Set task a: Output the text on events of the 8th century in Ireland word for word, in full.

Text to read:
= 8th century in Ireland =

Events from the 8th century in Ireland.

==700s==
- 701
- Death of Niall mac Cernaig Sotal, a king in southern Brega of the Uí Chernaig sept of Lagore of the Síl nÁedo Sláine. He was the grandson of the high king Diarmait mac Áedo Sláine (died 665).

- 702
- Death of Írgalach mac Conaing, also called Írgalach ua Conaing, was a King of Brega from the Uí Chonaing sept of Cnogba (Knowth) of the Síl nÁedo Sláine branch of the southern Uí Néill. He was the son of Conaing Cuirre mac Congaile (died 661) and brother of Congalach mac Conaing Cuirre (died 696), previous kings of Brega. He ruled from 696 to 702.

- 703
- Death of Loingsech mac Óengusso. He was an Irish king who was High King of Ireland.
- Congal Cennmagair becomes High King of Ireland. He belonged to the northern Cenél Conaill branch of the Uí Néill.

- 704
- Death of Adomnán, ninth abbot of Iona (b. c 627).

- 707
- The Uí Néill High King of Ireland Congal Cennmagair campaigned in Leinster and obtained Cellach Cualann's submission to his authority.

- 708 or 710
- High King of Ireland Congal Cennmagair died 708, or 710 according to some sources.

- 709
- Lethlobar mac Echach died. He was a Dal nAraide king of the Cruithne in Ulaid (Ulster).

- 709 or 710
- Fergal mac Máele Dúin in 709, or 710 according to some sources, becomes High King of Ireland. Fergal belonged to the Cenél nEógain sept of the northern Uí Néill.

Point labeling examples:

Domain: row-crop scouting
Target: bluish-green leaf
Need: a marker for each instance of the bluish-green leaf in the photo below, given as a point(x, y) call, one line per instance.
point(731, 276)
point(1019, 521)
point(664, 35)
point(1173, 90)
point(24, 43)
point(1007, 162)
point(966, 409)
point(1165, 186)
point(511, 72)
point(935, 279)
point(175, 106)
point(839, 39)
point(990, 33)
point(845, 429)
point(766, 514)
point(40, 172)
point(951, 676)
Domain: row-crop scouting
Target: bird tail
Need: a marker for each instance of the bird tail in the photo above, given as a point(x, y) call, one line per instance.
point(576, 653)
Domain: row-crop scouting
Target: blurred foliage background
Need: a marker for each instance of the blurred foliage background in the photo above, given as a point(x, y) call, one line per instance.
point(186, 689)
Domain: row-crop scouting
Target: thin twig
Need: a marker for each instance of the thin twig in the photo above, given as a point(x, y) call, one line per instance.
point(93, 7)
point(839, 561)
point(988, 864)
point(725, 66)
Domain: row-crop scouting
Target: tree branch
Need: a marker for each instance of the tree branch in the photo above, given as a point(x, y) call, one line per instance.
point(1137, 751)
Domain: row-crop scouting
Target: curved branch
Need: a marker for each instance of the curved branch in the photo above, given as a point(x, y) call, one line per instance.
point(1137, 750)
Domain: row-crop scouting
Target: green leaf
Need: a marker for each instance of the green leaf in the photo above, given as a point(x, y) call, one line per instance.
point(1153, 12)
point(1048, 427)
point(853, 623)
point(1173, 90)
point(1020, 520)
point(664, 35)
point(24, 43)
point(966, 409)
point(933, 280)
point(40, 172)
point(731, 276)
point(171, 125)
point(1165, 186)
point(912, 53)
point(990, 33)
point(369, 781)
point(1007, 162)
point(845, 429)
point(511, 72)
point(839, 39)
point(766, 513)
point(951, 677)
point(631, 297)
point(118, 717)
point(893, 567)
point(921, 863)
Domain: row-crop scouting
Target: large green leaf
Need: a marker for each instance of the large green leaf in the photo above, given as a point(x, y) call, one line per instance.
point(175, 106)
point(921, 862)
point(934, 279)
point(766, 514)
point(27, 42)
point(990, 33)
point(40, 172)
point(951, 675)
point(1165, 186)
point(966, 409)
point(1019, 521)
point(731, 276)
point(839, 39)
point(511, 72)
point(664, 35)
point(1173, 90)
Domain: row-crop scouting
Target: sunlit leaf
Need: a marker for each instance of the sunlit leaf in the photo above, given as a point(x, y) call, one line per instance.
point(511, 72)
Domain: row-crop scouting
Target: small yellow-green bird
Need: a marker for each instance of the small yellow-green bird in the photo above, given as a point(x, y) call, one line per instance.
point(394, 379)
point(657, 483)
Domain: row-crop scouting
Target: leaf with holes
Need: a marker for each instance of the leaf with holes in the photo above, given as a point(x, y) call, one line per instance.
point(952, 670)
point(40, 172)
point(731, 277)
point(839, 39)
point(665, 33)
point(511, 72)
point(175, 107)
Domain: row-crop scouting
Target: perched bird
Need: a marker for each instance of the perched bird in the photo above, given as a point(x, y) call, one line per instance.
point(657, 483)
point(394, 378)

Set task b: Return the lines of the listing from its first line through the line holding "point(576, 653)", inclusive, reproducing them precisely.

Exercise answer a:
= 8th century in Ireland =

Events from the 8th century in Ireland.

==700s==
- 701
- Death of Niall mac Cernaig Sotal, a king in southern Brega of the Uí Chernaig sept of Lagore of the Síl nÁedo Sláine. He was the grandson of the high king Diarmait mac Áedo Sláine (died 665).

- 702
- Death of Írgalach mac Conaing, also called Írgalach ua Conaing, was a King of Brega from the Uí Chonaing sept of Cnogba (Knowth) of the Síl nÁedo Sláine branch of the southern Uí Néill. He was the son of Conaing Cuirre mac Congaile (died 661) and brother of Congalach mac Conaing Cuirre (died 696), previous kings of Brega. He ruled from 696 to 702.

- 703
- Death of Loingsech mac Óengusso. He was an Irish king who was High King of Ireland.
- Congal Cennmagair becomes High King of Ireland. He belonged to the northern Cenél Conaill branch of the Uí Néill.

- 704
- Death of Adomnán, ninth abbot of Iona (b. c 627).

- 707
- The Uí Néill High King of Ireland Congal Cennmagair campaigned in Leinster and obtained Cellach Cualann's submission to his authority.

- 708 or 710
- High King of Ireland Congal Cennmagair died 708, or 710 according to some sources.

- 709
- Lethlobar mac Echach died. He was a Dal nAraide king of the Cruithne in Ulaid (Ulster).

- 709 or 710
- Fergal mac Máele Dúin in 709, or 710 according to some sources, becomes High King of Ireland. Fergal belonged to the Cenél nEógain sept of the northern Uí Néill.

Exercise answer b:
Domain: row-crop scouting
Target: bluish-green leaf
Need: a marker for each instance of the bluish-green leaf in the photo below, given as a point(x, y) call, one line per instance.
point(731, 276)
point(1019, 521)
point(664, 35)
point(1173, 90)
point(24, 43)
point(1007, 162)
point(966, 409)
point(1165, 186)
point(511, 72)
point(935, 279)
point(175, 106)
point(839, 39)
point(990, 33)
point(845, 429)
point(766, 514)
point(40, 172)
point(951, 676)
Domain: row-crop scouting
Target: bird tail
Need: a marker for each instance of the bird tail in the photo above, given as a point(x, y) call, one line per instance.
point(576, 653)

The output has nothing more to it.